# TUGAS A
Ubah baris-baris dalam daftar data menjadi urutan bernomor tanpa baris kosong, mulai dari baris yang memuat "leafy tree -> point" dan terus sampai baris terakhir daftar data itu.

# BLOK TEKS
▼
Jumat 17 Mar 2023 14:27 WIB

Ekonomi Lebanon Kolaps, Sekolah Melompong

Padahal Lebanon pernah dikenal karena penghasil tenaga kerja terdidik.

Sebuah sekolah umum tutup saat para guru berunjuk rasa di Beirut, Lebanon pada 20 Januari 2023.
Foto: EPA-EFE/WAEL HAMZEH
Sebuah sekolah umum tutup saat para guru berunjuk rasa di Beirut, Lebanon pada 20 Januari 2023.

REPUBLIKA.CO.ID,BEIRUT -- Rene Mouawad High School melompong. Kelas-kelasnya gelap, tak bercahaya. Kondisi ini seperti sekolah-sekolah umum lainnya di Beirut, Lebanon. Telah berlangsung tiga bulan belakangan. Sementara, para guru berunjuk rasa di depan Kementerian Pendidikan. 

Letaknya, tak jauh dari Rene Mouawad High School. Sekitar seratus guru berdemonstrasi, mengangkat plakat menuntut kenaikan gaji. Nisreen Chahine, ketua persatuan guru honorer, menegaskan usai sudah para guru beramal, dibayar rendah. 

‘’Kami tak akan bernegosiasi lagi. Mereka akan membayar kami sesuai ketentuan atau pulang,’’ ujarnya seperti diberitakan Associated Press, Kamis (16/3/2023). Demonstran menuntut pejabat kementerian menemui mereka. Namun, tak ada seorang pejabat pun yang sudi. Beberapa jam kemudian aksi bubar.
▲
# CUPLIKAN DATA
▼
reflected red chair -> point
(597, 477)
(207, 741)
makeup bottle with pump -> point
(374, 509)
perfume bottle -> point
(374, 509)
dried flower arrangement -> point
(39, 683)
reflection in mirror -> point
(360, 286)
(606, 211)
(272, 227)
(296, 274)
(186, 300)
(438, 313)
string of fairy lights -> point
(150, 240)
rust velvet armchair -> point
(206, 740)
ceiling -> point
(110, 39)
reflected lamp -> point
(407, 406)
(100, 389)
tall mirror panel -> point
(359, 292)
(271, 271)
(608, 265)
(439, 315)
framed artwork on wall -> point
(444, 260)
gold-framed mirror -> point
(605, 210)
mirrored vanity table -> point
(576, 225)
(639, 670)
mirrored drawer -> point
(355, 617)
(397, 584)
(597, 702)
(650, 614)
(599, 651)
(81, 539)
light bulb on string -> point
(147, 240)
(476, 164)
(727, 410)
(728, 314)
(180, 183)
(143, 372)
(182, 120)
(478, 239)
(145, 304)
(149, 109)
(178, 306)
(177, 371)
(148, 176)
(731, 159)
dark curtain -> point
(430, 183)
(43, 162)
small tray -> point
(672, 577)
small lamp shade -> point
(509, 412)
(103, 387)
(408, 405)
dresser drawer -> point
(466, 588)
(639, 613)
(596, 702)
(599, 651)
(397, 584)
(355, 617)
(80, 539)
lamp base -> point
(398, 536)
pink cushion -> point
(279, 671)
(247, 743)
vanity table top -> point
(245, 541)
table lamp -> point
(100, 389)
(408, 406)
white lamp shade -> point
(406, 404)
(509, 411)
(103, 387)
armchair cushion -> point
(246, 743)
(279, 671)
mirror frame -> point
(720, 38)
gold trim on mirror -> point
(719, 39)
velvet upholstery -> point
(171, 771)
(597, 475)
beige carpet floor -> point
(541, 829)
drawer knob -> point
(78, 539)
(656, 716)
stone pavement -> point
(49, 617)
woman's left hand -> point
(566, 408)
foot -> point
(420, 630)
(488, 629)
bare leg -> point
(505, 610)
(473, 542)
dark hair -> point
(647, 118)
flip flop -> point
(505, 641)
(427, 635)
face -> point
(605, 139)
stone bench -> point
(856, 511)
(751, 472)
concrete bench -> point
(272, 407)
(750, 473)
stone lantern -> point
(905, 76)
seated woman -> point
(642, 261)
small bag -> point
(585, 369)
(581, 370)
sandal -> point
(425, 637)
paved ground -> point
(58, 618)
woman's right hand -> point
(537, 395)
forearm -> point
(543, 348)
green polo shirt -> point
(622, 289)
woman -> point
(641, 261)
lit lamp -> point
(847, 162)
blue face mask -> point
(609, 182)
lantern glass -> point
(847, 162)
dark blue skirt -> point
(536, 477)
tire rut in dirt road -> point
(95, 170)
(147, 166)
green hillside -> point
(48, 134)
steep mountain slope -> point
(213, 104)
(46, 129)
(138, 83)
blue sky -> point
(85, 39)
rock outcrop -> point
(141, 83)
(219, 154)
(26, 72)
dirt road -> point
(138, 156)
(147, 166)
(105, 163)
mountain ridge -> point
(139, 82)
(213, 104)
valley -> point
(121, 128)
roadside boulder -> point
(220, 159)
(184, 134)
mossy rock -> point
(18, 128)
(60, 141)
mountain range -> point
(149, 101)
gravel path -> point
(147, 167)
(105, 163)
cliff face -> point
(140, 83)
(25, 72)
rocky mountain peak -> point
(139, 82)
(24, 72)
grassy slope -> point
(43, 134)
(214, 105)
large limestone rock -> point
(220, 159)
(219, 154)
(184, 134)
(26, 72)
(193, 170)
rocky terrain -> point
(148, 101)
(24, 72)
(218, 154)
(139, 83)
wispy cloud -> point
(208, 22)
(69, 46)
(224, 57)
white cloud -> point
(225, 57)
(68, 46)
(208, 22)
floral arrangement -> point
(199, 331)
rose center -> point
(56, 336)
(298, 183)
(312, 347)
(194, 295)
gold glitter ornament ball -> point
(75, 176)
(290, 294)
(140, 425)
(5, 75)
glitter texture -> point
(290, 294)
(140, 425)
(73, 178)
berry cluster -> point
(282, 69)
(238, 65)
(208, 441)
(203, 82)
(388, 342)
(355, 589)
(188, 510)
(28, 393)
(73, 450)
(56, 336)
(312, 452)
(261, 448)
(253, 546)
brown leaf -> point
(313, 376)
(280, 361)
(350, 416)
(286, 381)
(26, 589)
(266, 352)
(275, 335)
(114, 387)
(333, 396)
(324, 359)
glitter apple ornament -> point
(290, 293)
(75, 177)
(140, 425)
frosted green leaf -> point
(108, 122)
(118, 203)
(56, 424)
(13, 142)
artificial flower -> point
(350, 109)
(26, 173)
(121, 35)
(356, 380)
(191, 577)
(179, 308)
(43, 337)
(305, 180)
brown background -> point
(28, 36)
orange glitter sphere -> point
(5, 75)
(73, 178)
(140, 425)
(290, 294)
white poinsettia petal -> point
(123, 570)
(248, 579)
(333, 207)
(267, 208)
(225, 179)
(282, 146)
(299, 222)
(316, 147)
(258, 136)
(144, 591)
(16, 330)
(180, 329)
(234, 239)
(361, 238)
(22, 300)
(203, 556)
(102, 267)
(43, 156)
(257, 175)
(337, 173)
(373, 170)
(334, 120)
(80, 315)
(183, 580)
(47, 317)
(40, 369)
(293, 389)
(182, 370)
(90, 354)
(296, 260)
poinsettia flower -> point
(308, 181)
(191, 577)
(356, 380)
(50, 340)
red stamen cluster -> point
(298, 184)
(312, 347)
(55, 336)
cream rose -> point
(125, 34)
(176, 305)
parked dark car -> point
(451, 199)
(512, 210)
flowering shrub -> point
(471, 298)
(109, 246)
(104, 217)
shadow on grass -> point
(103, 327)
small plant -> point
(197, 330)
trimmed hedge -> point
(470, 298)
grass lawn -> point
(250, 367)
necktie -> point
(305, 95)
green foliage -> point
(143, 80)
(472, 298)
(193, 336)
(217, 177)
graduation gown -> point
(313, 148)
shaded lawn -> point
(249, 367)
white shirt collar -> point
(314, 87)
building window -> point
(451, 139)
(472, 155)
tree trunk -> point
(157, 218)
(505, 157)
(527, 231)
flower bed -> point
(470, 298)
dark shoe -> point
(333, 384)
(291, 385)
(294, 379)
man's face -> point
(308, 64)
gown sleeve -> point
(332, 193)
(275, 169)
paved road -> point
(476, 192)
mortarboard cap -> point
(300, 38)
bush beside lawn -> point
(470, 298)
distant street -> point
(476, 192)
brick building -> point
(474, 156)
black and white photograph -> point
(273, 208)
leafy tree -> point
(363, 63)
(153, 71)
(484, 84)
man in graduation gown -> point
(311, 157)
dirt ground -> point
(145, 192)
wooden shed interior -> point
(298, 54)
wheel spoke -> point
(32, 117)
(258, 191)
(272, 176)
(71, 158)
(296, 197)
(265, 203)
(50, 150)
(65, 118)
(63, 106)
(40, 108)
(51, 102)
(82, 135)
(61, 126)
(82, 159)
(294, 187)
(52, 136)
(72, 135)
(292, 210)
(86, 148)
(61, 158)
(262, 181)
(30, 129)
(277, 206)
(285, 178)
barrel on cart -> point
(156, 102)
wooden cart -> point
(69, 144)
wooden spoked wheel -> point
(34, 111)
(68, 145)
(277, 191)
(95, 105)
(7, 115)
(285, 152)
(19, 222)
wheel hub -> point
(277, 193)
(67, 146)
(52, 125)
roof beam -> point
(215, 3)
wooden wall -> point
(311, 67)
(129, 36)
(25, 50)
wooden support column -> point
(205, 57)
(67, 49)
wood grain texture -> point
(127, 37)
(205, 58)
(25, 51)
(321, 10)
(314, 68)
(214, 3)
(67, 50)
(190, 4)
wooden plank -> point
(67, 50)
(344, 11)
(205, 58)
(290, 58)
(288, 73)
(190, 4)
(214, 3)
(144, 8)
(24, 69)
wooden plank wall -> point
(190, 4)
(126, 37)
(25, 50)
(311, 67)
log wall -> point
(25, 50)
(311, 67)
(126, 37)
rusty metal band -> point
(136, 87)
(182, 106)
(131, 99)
▲
# TUGAS B
Tuliskan kembali seluruh berita tentang ambruknya ekonomi Lebanon dan sekolah yang kosong, kata demi kata.

# HASIL AKHIR A
1. leafy tree -> point
2. (363, 63)
3. (153, 71)
4. (484, 84)
5. man in graduation gown -> point
6. (311, 157)
7. dirt ground -> point
8. (145, 192)
9. wooden shed interior -> point
10. (298, 54)
11. wheel spoke -> point
12. (32, 117)
13. (258, 191)
14. (272, 176)
15. (71, 158)
16. (296, 197)
17. (265, 203)
18. (50, 150)
19. (65, 118)
20. (63, 106)
21. (40, 108)
22. (51, 102)
23. (82, 135)
24. (61, 126)
25. (82, 159)
26. (294, 187)
27. (52, 136)
28. (72, 135)
29. (292, 210)
30. (86, 148)
31. (61, 158)
32. (262, 181)
33. (30, 129)
34. (277, 206)
35. (285, 178)
36. barrel on cart -> point
37. (156, 102)
38. wooden cart -> point
39. (69, 144)
40. wooden spoked wheel -> point
41. (34, 111)
42. (68, 145)
43. (277, 191)
44. (95, 105)
45. (7, 115)
46. (285, 152)
47. (19, 222)
48. wheel hub -> point
49. (277, 193)
50. (67, 146)
51. (52, 125)
52. roof beam -> point
53. (215, 3)
54. wooden wall -> point
55. (311, 67)
56. (129, 36)
57. (25, 50)
58. wooden support column -> point
59. (205, 57)
60. (67, 49)
61. wood grain texture -> point
62. (127, 37)
63. (205, 58)
64. (25, 51)
65. (321, 10)
66. (314, 68)
67. (214, 3)
68. (67, 50)
69. (190, 4)
70. wooden plank -> point
71. (67, 50)
72. (344, 11)
73. (205, 58)
74. (290, 58)
75. (288, 73)
76. (190, 4)
77. (214, 3)
78. (144, 8)
79. (24, 69)
80. wooden plank wall -> point
81. (190, 4)
82. (126, 37)
83. (25, 50)
84. (311, 67)
85. log wall -> point
86. (25, 50)
87. (311, 67)
88. (126, 37)
89. rusty metal band -> point
90. (136, 87)
91. (182, 106)
92. (131, 99)

# HASIL AKHIR B
Jumat 17 Mar 2023 14:27 WIB

Ekonomi Lebanon Kolaps, Sekolah Melompong

Padahal Lebanon pernah dikenal karena penghasil tenaga kerja terdidik.

Sebuah sekolah umum tutup saat para guru berunjuk rasa di Beirut, Lebanon pada 20 Januari 2023.
Foto: EPA-EFE/WAEL HAMZEH
Sebuah sekolah umum tutup saat para guru berunjuk rasa di Beirut, Lebanon pada 20 Januari 2023.

REPUBLIKA.CO.ID,BEIRUT -- Rene Mouawad High School melompong. Kelas-kelasnya gelap, tak bercahaya. Kondisi ini seperti sekolah-sekolah umum lainnya di Beirut, Lebanon. Telah berlangsung tiga bulan belakangan. Sementara, para guru berunjuk rasa di depan Kementerian Pendidikan. 

Letaknya, tak jauh dari Rene Mouawad High School. Sekitar seratus guru berdemonstrasi, mengangkat plakat menuntut kenaikan gaji. Nisreen Chahine, ketua persatuan guru honorer, menegaskan usai sudah para guru beramal, dibayar rendah. 

‘’Kami tak akan bernegosiasi lagi. Mereka akan membayar kami sesuai ketentuan atau pulang,’’ ujarnya seperti diberitakan Associated Press, Kamis (16/3/2023). Demonstran menuntut pejabat kementerian menemui mereka. Namun, tak ada seorang pejabat pun yang sudi. Beberapa jam kemudian aksi bubar.